» **Exercise aim**
How many days has the writer of the clean-eating post been on the diet?

» **Text shown**
'''

Since I have started my clean eating, I have noticed a difference all ready in my mind, health, and overall well-being along with seeing better results in weight loss. It is the hardest thing to do, to have will power to stay the course and deny you body of all the wonderful junks we, as human beings, have come to enjoy. Do I crave certain foods still. Um, sometimes I imagine the food I’m eating is a big juicy burger or a piece of rich, thick cheesecake. Yeah, I crave. But, it is all about the journey and the end result. I have been doing my diet three days now and have stuck by it with such conviction that I know this Friday will be epic for me. I am inspired by people posting pics so I spoke with my wife and I’m posting a pic this Friday with measurements just like Drew is doing on his website and will continue to do so here on out. He has inspired me to do so and see my results. I follow his meal plan somewhat but do not limit myself to fruits and veggies. I eat as much of those as I want. I hardly eat any kind of protein and do not take protein shakes as I will do this as naturally as possible and to show those who cannot afford protein shakes or supplements that it can still be done eating well and getting lots of rest. So, this Friday, I will post my measurements and my weight and my pic. SCARY!!! I know this will help me to overcome all my obstacles and be free from this once and for all!

'''

» **Stored data**
'''

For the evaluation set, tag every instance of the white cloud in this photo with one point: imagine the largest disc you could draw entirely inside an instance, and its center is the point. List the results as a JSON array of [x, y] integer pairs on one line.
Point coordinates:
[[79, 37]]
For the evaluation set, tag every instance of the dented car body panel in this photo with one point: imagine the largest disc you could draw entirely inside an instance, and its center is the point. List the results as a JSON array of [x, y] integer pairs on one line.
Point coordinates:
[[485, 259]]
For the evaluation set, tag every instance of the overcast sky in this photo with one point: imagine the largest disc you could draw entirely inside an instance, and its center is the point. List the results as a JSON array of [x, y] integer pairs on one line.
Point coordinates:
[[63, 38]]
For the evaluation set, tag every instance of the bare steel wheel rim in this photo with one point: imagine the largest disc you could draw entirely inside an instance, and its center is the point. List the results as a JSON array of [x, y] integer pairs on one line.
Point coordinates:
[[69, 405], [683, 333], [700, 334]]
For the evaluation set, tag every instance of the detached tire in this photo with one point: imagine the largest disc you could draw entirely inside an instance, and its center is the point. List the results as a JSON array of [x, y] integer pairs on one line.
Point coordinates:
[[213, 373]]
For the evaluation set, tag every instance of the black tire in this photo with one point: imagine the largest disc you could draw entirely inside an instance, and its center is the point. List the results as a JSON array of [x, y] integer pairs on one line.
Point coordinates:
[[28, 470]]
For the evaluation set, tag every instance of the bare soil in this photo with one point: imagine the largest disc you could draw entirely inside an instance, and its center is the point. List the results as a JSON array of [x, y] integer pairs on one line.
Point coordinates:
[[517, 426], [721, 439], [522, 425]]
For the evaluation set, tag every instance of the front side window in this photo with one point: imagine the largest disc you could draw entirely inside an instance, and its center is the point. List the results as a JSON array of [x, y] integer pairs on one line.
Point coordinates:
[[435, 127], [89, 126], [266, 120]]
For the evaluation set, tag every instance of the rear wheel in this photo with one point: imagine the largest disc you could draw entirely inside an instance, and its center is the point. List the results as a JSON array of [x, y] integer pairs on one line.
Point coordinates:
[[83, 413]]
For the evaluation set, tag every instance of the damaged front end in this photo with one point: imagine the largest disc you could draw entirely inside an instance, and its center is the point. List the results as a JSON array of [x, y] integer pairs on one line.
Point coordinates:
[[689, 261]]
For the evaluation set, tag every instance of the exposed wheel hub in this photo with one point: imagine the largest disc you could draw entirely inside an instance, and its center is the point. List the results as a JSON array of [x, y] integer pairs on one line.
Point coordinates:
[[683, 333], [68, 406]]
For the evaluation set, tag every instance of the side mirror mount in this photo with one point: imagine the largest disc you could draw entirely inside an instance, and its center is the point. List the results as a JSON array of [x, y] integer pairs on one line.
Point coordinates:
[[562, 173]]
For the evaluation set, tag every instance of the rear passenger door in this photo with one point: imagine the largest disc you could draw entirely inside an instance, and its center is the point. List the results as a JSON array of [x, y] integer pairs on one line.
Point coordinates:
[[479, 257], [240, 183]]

'''
'''

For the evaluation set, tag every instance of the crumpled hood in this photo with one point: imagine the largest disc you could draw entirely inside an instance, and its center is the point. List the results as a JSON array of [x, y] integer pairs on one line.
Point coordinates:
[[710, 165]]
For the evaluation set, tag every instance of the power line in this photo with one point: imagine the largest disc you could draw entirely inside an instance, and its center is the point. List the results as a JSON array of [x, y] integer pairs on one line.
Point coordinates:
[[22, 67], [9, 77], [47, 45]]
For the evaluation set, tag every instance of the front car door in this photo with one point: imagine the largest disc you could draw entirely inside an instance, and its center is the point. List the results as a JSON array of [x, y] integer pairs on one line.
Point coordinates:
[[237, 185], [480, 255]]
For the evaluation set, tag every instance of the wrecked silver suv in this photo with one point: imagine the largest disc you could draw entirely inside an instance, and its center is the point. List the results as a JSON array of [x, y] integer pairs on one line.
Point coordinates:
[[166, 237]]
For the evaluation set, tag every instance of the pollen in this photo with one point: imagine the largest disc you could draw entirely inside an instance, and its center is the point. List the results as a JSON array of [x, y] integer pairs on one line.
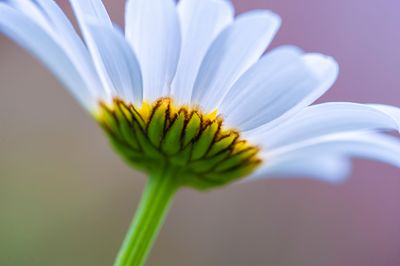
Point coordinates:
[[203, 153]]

'''

» **Answer to this exercise**
Three days.